_QUOTED PASSAGE_
Introduction

About 80 % of breast cancers were hormonal receptor-positive which means they express at least one of the two hormonal receptors, estrogen receptor (ER) and progesterone receptor (PR) [1, 2]. Both ER and PR are ligand-activated transcription factors that promote the expression of specific gene sets by binding to their promoters [3]. Although the expression of ER and PR were often closely correlated and highly consistent, there is still discordance in some breast cancers. It was reported that 15 % of ER-positive breast cancer were PR negative while in PR-positive breast cancer, only 2 % were ER-negative [4], which suggests that ER expressed more widely than PR. Indeed, about 12 % of all breast cancer patients have the hormonal receptor status as ER+/PR- [4]. One of the possible mechanisms for PR loss could be the copy number loss of the PGR gene which encodes for PR.

The expression of PR was mostly controlled by activated ER [5], while it can also be regulated by growth factor pathways [6] and cyclin D1 [7]. Analysis of both the Surveillance, Epidemiology and End Results (SEER) [4] and the National Cancer Database (NCD) [8] datasets has confirmed that ER+/PR- breast cancer has worse survival than ER+/PR + breast cancers. Moreover, it was shown that the ER+/PR- group was more resistant to selective estrogen receptor modulator (SERM) therapies [9, 10]. The exact mechanism of the association between PR loss and worse prognosis was remained to be elucidated although several clues existed [11]. One possible mechanism was that the relative overexpression of HER2 in the ER+/PR- group compared with the ER+/PR + group made ER+/PR- breast cancer resistant to tamoxifen [12, 13]. However, in ER+/HER2- breast cancer, the effect of PR expression on prognosis still exists, indicating the presence of other mechanisms [14]. PR has long been considered as the downstream gene of ER since its expression was shown to be induced by estradiol [15], while recent researches proved that PR has strong negative regulatory effect on ER activity [16]. The complex correlation between ER and PR makes it essential to elucidate the molecular characteristiscs and clinical significance of PR loss in ER+/HER2- breast cancer [16].

_STUDY MATERIAL_
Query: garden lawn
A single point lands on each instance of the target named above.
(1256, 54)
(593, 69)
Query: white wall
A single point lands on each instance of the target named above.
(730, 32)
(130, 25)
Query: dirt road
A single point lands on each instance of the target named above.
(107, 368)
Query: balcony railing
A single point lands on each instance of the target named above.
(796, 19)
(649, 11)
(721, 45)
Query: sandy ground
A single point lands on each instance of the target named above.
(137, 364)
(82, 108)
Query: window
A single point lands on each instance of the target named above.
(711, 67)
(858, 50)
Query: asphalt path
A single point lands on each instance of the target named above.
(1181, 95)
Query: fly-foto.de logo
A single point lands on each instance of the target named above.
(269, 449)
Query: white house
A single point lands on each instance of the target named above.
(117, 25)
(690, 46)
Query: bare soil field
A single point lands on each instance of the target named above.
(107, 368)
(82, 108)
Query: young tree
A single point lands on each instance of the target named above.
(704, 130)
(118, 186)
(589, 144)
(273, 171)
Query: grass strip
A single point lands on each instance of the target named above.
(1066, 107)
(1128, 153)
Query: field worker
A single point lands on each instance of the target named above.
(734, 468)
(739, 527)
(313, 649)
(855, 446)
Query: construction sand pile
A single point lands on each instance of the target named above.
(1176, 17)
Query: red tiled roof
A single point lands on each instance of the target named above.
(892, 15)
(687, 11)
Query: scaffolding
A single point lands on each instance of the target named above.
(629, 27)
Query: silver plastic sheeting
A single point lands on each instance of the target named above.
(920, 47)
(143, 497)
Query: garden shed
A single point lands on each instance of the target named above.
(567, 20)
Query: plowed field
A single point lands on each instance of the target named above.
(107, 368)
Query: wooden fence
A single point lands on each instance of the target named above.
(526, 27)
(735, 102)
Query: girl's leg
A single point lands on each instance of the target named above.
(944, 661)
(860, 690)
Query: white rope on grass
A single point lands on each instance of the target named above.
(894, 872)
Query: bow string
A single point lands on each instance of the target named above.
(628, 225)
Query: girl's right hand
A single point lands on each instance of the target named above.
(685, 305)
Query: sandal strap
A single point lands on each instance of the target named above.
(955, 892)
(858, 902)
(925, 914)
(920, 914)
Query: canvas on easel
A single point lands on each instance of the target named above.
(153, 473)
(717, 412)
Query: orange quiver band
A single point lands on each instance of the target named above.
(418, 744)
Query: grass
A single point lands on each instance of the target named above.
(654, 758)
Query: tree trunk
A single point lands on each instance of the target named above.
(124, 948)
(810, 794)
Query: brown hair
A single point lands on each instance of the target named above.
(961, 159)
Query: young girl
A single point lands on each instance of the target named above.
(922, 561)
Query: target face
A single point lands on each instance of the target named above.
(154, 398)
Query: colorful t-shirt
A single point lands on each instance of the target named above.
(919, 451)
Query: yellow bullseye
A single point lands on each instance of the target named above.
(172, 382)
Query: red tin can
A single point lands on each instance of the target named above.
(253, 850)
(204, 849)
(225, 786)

_THINGS TO DO_
**1)** In the breast cancer introduction, echo everything from "Introduction" down to "encodes for PR.".
**2)** List every percentage figure that appears in the breast cancer introduction.

_ANSWERS_
**1)**
Introduction

About 80 % of breast cancers were hormonal receptor-positive which means they express at least one of the two hormonal receptors, estrogen receptor (ER) and progesterone receptor (PR) [1, 2]. Both ER and PR are ligand-activated transcription factors that promote the expression of specific gene sets by binding to their promoters [3]. Although the expression of ER and PR were often closely correlated and highly consistent, there is still discordance in some breast cancers. It was reported that 15 % of ER-positive breast cancer were PR negative while in PR-positive breast cancer, only 2 % were ER-negative [4], which suggests that ER expressed more widely than PR. Indeed, about 12 % of all breast cancer patients have the hormonal receptor status as ER+/PR- [4]. One of the possible mechanisms for PR loss could be the copy number loss of the PGR gene which encodes for PR.

**2)** 80 %, 15 %, 2 %, 12 %